Exercise:
For this exercise, retype each line of the material below verbatim and omit any picture.

Exercise inputs:
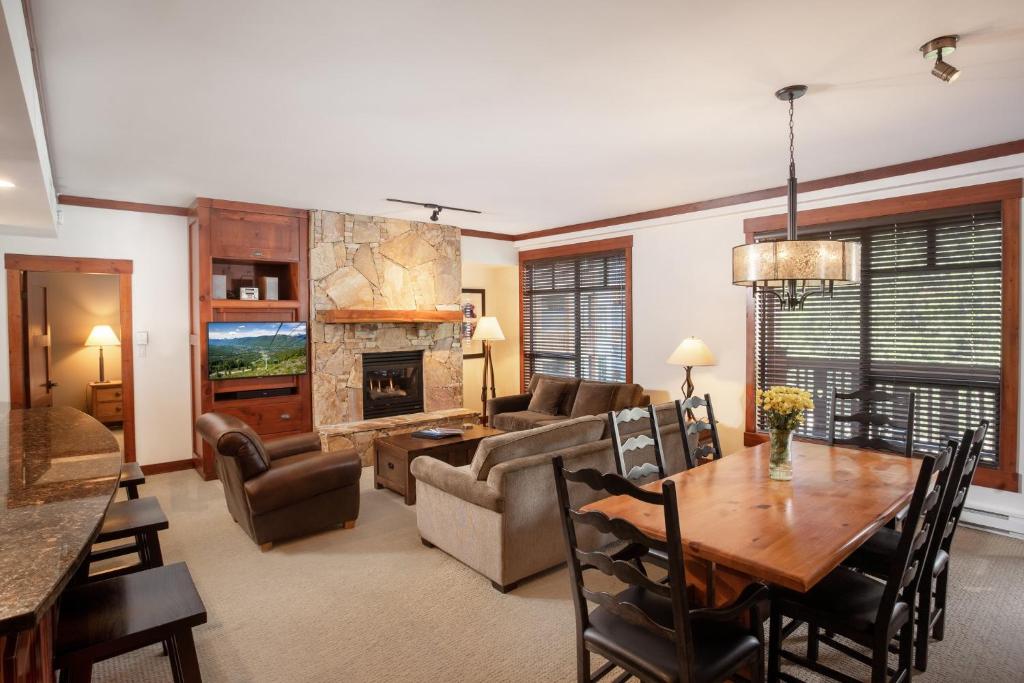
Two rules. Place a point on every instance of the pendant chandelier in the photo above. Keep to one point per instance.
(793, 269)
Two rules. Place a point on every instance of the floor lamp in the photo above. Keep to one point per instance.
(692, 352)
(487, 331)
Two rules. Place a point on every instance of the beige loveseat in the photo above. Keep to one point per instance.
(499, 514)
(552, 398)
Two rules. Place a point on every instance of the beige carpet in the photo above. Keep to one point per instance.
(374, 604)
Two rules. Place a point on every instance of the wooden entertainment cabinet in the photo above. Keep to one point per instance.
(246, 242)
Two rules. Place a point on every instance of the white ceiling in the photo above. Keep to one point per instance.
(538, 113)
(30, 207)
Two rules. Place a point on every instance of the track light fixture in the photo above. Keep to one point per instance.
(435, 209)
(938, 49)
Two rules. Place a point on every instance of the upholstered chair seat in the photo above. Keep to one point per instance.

Solution to this exercise:
Two rules. Place a point on every instance of the pendant chandelier in the photo above. Keep to one point per instance.
(793, 269)
Two rules. Place a point on every instance of the floor lamp in the photo above. Keep to one point per instance.
(692, 352)
(487, 331)
Two rules. Place a point on every instance of the beige loveseat in the photo above. Keep to one point per instance.
(499, 514)
(552, 398)
Two rules. Place a point on every instance of the beige carpet in the photo above. Keep to one point per instance.
(374, 604)
Two rules. Place a point on every instance of the wooden entertainment cabinet in the photo above. Keep to one point per instance.
(246, 242)
Two rules. Place a point on every instance of the white ceiling in the photo above. Keep to one point per instance.
(538, 113)
(30, 207)
Two rules. Place a point on every instance of the track light fixture in the photo above. Keep to one point per instance.
(435, 209)
(938, 49)
Two rules. Place a point on every instance of the upholstered chair seat in the photo above. Keep to one point per instance.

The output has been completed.